Records for this task
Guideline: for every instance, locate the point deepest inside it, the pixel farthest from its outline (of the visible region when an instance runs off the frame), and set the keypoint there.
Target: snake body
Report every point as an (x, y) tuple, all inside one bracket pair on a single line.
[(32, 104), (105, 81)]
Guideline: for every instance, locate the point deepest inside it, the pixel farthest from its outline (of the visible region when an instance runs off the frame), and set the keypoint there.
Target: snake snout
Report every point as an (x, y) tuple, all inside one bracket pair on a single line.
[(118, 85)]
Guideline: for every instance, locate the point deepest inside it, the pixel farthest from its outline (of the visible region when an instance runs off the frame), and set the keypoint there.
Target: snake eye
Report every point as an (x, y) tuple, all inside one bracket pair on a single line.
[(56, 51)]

--

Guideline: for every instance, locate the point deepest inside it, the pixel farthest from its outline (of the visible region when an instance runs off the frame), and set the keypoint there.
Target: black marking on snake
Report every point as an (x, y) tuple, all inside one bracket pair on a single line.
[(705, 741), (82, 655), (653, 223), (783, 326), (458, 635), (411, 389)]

---

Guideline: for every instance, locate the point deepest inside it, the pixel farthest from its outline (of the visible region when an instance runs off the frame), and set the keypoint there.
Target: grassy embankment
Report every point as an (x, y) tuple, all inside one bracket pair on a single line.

Task to carry out
Gather each line of the material above that contains the string "snake" and copy it in full. Case counts.

Finished task
Target: snake body
Target: snake snout
Target: snake eye
Target: black marking on snake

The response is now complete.